Document extract:
At a bare minimum, I am acutely concerned with making sure HTTP/2 brings more encryption to the Web. There are certainly many exposures beyond the transport (data storage, data aggregation, federated services, etc..) but in 2014 transport level encryption is a well understood and easily achievable technique that should be as ubiquitously available as clean water and public infrastructure. In the face of known attacks it is a best engineering practice and we shouldn't accept less while still demanding stronger privacy protections too. When you step back from the details and ask yourself if it is really reasonable that a human's interaction with the Web is observable to many silent and undetectable observers the current situation really seems absurd.

The immediate offered solution space is complicated and incomplete. Potential mitigations are fraught with tradeoffs and unintended consequences. The focus here is on what happens to http:// schemed traffic,  https is comparably well taken care of. The common solution offered in this space carries http:// over an unauthenticated TLS channel for HTTP/2. The result is a very simple plug and play TLS capable HTTP server that is not dependent on the PKI. This provides protection against passive eaves droppers, but not against active attacks. The cost of attacking is raised in terms of CPU, monetary cost, political implications, and risk of being discovered. In my opinion, that's a win. Encryption simply becomes the new equivalent of clear text - it doesn't promote http:// to https://, it does not produce a lock icon, and it does not grant you any new guarantees that cleartext http:// would not have. I support that approach.

The IETF HTTPbis working group will test this commitment to encryption on Wednesday at the London #IETF89 meeting when http:// schemed URIs over TLS is on the agenda (again). In the past, it not been able to garner consensus. If the group is unable to form consensus around a stronger privacy approach than was done with HTTP/1.1's use of cleartext I would hope the IESG would block the proposed RFC during last call for having insufficiently addressed the security implications of HTTP/2 on the Internet as we now know it.

#ietf89 #strint

Saturday, August 31, 2013

SSL Everywhere for HTTP/2 - A New Hope

Recently the IETF working group on HTTP met in Berlin, Germany and discussed the concept of mandatory to offer TLS for HTTP/2, offered by Mark Nottingham.  The current approach to transport security means only 1/5 of web transactions are given the protections of TLS.  Currently all of the choices are made by the content owner via the scheme of the url in the markup.

It is time that the Internet infrastructure simply gave users a secure by default transport environment - that doesn't seem like a radical statement to me. From FireSheep to the Google Sniff-Wifi-While-You-Map Car to PRISM there is ample evidence to suggest that secure transports are just necessary table stakes in today's Internet.

This movement in the IETF working group is welcome news and I'm going to do everything I can to help iron out the corner cases and build a robust solution.

Material provided:
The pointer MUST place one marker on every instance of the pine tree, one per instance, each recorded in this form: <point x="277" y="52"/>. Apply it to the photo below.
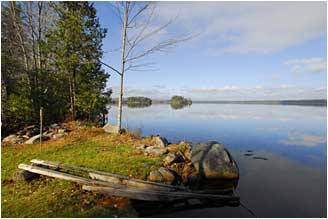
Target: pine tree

Task set:
1 - According to the HTTP/2 encryption text, what share of web transactions currently get the protections of TLS?
2 - Duplicate the HTTP/2 encryption text from "Recently the IETF" up to and including "a robust solution.".
The listing isn't needed here.

The responses:
1 - Only 1/5 of web transactions.

2 -
Recently the IETF working group on HTTP met in Berlin, Germany and discussed the concept of mandatory to offer TLS for HTTP/2, offered by Mark Nottingham.  The current approach to transport security means only 1/5 of web transactions are given the protections of TLS.  Currently all of the choices are made by the content owner via the scheme of the url in the markup.

It is time that the Internet infrastructure simply gave users a secure by default transport environment - that doesn't seem like a radical statement to me. From FireSheep to the Google Sniff-Wifi-While-You-Map Car to PRISM there is ample evidence to suggest that secure transports are just necessary table stakes in today's Internet.

This movement in the IETF working group is welcome news and I'm going to do everything I can to help iron out the corner cases and build a robust solution.